About this exercise: Take each line in the entries below that holds "panel" and show it.

[Referring expression grounding data]
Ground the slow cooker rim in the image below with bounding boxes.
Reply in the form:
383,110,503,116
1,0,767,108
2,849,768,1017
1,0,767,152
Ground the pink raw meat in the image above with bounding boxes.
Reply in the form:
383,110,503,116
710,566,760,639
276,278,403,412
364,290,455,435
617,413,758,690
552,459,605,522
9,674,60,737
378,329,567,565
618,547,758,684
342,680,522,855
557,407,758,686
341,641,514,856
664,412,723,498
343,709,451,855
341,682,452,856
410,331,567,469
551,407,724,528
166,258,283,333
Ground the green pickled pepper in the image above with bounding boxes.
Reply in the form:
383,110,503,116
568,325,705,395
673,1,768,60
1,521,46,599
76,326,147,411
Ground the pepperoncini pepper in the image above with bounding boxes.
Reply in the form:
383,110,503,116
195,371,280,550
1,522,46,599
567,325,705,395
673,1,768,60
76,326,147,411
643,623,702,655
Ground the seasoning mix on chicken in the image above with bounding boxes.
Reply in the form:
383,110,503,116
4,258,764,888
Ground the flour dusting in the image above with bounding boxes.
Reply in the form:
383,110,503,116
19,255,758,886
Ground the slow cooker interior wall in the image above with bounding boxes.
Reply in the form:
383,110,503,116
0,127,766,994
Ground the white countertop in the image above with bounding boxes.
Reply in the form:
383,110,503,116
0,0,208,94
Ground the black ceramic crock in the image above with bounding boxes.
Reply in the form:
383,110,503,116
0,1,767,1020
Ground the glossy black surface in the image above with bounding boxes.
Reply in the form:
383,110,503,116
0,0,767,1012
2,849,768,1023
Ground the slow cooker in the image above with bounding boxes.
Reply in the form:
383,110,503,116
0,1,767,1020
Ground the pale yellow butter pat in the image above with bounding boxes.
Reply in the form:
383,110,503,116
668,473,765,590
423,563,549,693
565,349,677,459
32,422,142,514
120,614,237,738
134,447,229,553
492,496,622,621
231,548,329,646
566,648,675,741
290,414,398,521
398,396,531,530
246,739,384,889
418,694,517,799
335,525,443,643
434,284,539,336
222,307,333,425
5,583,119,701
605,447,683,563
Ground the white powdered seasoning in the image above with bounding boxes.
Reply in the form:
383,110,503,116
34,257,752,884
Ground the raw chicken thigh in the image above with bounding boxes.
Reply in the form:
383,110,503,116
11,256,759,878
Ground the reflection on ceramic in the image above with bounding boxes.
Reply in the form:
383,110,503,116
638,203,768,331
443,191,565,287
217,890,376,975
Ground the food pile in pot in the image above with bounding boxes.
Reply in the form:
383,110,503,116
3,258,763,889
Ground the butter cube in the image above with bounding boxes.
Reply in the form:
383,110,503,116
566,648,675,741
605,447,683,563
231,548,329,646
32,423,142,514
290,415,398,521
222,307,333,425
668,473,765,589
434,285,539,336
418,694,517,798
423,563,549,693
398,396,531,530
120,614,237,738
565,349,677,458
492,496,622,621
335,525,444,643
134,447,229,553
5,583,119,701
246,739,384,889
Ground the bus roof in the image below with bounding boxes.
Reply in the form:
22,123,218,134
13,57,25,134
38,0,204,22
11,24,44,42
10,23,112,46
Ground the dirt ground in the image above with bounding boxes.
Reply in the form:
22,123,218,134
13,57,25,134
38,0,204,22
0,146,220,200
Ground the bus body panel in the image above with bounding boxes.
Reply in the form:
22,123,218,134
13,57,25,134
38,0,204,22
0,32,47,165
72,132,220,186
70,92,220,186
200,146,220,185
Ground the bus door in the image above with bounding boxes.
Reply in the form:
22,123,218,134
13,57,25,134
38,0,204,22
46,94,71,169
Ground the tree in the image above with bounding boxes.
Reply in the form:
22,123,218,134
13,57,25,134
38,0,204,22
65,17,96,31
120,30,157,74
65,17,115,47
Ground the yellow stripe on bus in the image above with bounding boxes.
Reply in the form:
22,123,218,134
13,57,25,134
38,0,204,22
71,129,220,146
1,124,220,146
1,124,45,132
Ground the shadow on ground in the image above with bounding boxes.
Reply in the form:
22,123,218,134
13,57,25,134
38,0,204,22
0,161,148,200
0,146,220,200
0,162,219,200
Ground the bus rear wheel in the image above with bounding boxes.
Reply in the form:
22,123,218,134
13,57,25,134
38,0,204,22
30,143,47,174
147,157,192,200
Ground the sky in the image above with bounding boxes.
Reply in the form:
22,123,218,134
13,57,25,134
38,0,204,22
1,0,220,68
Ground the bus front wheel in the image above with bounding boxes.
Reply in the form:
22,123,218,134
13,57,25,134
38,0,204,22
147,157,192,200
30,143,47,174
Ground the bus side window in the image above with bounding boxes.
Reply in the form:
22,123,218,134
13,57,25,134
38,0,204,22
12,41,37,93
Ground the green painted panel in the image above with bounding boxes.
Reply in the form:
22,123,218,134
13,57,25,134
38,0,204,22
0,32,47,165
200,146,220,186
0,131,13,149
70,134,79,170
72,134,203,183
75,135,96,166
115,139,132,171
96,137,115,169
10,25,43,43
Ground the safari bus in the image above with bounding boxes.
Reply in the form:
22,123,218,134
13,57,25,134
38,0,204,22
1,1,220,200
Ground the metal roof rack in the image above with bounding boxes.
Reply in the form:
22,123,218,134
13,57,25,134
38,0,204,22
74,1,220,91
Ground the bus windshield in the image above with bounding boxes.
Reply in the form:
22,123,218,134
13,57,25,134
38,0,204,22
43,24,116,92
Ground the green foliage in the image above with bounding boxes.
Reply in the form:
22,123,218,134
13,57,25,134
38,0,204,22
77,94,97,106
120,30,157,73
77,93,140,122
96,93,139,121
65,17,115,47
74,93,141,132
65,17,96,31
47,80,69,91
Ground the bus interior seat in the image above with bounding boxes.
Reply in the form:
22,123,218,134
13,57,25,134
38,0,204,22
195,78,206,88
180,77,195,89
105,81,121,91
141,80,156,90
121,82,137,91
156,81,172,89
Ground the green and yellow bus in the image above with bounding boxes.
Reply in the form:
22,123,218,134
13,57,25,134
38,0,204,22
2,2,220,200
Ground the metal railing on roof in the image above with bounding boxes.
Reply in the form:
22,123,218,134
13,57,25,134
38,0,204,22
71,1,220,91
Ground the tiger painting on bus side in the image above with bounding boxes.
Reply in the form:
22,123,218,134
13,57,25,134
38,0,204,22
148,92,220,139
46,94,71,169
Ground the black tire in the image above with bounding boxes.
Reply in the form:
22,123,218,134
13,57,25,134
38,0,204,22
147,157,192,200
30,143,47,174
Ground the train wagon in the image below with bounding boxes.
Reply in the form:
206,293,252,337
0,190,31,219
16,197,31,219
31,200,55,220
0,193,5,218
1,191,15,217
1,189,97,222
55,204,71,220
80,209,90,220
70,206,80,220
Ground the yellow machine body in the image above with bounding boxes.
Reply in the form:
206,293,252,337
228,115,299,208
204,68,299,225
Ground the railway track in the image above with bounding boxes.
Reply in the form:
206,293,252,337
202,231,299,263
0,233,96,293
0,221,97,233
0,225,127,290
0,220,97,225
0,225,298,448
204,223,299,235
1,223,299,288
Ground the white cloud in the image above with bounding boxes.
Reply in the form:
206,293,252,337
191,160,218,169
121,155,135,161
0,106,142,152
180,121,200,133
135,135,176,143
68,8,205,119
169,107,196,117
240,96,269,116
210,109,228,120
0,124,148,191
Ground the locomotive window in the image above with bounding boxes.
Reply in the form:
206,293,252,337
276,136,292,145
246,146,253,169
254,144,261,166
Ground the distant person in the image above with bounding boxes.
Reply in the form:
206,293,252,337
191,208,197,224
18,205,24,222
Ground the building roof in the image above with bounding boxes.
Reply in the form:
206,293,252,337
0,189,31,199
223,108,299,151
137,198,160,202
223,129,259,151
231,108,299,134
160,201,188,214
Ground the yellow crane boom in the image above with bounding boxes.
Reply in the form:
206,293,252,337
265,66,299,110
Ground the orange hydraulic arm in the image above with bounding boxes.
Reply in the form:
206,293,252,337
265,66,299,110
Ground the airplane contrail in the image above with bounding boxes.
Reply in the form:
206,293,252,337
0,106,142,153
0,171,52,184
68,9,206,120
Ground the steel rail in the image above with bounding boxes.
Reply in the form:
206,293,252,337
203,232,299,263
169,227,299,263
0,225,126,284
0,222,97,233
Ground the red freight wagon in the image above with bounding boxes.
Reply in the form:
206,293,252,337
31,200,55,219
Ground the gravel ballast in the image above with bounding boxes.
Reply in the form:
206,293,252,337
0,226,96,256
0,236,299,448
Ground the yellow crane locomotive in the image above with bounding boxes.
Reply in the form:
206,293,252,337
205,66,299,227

* * *

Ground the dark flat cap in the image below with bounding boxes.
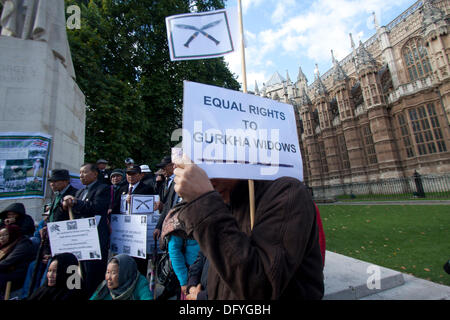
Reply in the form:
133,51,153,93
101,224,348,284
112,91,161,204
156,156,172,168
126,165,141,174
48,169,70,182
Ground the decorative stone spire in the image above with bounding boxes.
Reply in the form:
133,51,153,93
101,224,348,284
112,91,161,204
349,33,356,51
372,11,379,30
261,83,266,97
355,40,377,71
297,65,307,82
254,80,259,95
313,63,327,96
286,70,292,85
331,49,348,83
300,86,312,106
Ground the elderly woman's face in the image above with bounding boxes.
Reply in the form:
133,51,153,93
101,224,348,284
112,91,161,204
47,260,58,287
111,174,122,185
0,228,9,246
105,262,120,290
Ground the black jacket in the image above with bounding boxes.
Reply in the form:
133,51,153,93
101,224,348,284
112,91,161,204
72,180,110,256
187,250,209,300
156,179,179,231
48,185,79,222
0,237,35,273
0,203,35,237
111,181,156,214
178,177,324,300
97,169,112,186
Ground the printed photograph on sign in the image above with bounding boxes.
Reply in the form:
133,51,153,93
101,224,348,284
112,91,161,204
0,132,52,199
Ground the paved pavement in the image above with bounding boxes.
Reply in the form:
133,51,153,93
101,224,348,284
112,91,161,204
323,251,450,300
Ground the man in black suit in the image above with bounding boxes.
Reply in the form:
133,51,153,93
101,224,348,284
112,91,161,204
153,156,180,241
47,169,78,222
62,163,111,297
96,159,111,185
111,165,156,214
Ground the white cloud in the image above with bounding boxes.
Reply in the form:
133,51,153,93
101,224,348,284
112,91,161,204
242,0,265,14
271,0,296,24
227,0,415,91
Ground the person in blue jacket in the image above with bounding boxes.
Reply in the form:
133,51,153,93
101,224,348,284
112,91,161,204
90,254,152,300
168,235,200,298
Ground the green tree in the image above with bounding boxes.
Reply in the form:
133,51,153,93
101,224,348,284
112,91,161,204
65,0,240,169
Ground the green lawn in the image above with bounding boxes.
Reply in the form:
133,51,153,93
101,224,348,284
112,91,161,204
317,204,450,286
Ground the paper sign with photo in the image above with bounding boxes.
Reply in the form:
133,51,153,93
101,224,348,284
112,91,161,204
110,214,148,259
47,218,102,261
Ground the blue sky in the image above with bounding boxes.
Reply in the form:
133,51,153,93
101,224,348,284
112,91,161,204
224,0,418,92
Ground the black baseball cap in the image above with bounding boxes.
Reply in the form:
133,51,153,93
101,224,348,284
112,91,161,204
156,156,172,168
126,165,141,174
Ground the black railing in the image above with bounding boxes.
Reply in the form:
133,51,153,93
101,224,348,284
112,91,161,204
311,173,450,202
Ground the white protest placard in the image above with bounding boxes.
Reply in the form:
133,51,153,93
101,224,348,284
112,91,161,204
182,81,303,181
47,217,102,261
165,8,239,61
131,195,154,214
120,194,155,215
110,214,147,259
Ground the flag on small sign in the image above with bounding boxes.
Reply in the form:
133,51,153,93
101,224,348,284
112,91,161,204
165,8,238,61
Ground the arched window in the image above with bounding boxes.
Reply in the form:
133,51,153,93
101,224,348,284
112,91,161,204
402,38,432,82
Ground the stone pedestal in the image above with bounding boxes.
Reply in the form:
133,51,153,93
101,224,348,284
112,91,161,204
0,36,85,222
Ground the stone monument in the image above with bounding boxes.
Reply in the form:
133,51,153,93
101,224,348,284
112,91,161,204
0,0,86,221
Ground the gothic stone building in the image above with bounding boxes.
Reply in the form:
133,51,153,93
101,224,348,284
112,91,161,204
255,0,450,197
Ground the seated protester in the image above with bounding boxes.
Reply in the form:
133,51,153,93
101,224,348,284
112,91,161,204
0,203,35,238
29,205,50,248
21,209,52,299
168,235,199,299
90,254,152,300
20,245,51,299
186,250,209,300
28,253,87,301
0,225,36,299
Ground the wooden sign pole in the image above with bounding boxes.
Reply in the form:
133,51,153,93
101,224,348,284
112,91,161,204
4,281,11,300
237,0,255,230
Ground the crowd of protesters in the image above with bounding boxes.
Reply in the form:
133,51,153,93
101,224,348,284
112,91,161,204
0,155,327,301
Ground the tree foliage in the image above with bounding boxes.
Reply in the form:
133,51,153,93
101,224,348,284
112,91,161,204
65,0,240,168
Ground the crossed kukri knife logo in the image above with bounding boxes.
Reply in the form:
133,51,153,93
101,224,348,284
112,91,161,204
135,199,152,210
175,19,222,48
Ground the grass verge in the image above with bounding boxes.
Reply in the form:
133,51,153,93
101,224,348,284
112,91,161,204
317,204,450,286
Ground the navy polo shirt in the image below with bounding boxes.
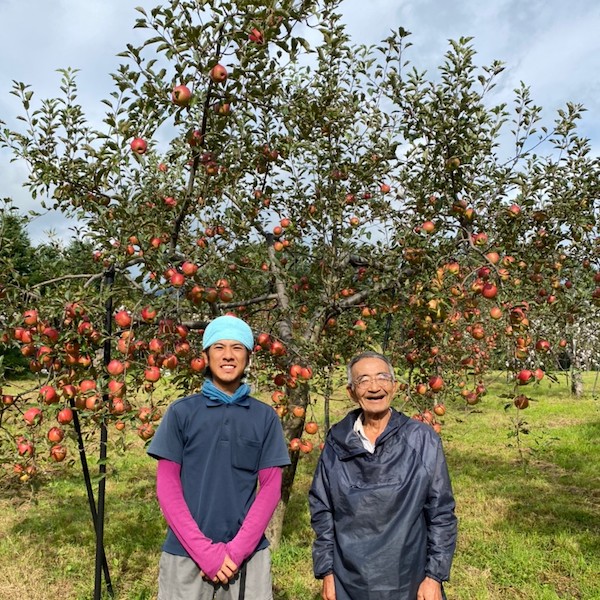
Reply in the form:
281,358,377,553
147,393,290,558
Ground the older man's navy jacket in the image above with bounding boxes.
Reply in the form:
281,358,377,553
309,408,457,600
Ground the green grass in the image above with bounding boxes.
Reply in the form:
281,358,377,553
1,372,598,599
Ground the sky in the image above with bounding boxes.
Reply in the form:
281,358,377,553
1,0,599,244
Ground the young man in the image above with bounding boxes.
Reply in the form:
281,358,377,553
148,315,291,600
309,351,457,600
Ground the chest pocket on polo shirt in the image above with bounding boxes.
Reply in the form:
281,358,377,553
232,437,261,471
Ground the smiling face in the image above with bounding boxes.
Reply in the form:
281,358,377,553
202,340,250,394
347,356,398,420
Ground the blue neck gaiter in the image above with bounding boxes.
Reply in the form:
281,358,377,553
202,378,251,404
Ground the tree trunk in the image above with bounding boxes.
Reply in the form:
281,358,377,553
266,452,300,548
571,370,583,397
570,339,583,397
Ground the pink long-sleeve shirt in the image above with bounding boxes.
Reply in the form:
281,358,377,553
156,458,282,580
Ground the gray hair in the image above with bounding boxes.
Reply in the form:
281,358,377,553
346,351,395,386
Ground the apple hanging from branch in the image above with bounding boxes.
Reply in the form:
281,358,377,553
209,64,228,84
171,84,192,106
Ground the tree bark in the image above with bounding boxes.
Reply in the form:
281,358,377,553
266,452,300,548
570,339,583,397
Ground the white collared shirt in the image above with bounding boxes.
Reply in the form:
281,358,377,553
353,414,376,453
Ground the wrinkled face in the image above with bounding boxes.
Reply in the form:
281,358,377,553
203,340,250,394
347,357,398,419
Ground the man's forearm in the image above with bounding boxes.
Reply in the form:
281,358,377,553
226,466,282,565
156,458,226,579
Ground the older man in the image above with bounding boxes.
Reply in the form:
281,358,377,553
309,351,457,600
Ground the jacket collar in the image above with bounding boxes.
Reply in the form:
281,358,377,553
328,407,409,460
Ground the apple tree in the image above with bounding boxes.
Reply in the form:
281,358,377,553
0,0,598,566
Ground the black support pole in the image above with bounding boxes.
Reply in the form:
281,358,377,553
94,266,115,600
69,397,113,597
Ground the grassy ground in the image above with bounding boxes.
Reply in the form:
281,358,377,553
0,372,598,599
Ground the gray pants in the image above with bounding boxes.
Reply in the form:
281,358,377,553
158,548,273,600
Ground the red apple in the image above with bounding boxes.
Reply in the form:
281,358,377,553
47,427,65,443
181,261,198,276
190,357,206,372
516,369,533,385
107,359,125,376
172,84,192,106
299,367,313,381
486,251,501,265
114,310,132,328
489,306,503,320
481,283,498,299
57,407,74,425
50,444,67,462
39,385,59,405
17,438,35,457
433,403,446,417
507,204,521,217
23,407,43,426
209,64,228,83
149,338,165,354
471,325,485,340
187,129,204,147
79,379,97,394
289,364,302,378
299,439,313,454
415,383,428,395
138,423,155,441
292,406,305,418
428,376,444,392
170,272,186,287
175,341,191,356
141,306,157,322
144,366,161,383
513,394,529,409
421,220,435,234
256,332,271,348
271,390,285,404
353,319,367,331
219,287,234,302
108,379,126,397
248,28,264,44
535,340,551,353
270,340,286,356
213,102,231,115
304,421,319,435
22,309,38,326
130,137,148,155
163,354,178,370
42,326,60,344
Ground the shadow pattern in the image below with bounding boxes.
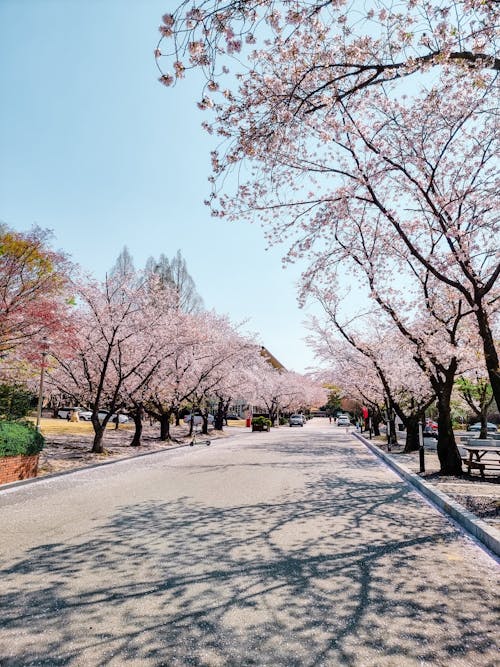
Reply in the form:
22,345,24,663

Response area:
Ground the bus body panel in the image above with bounding boxes.
Ground the green painted panel in the image above with bounding boxes.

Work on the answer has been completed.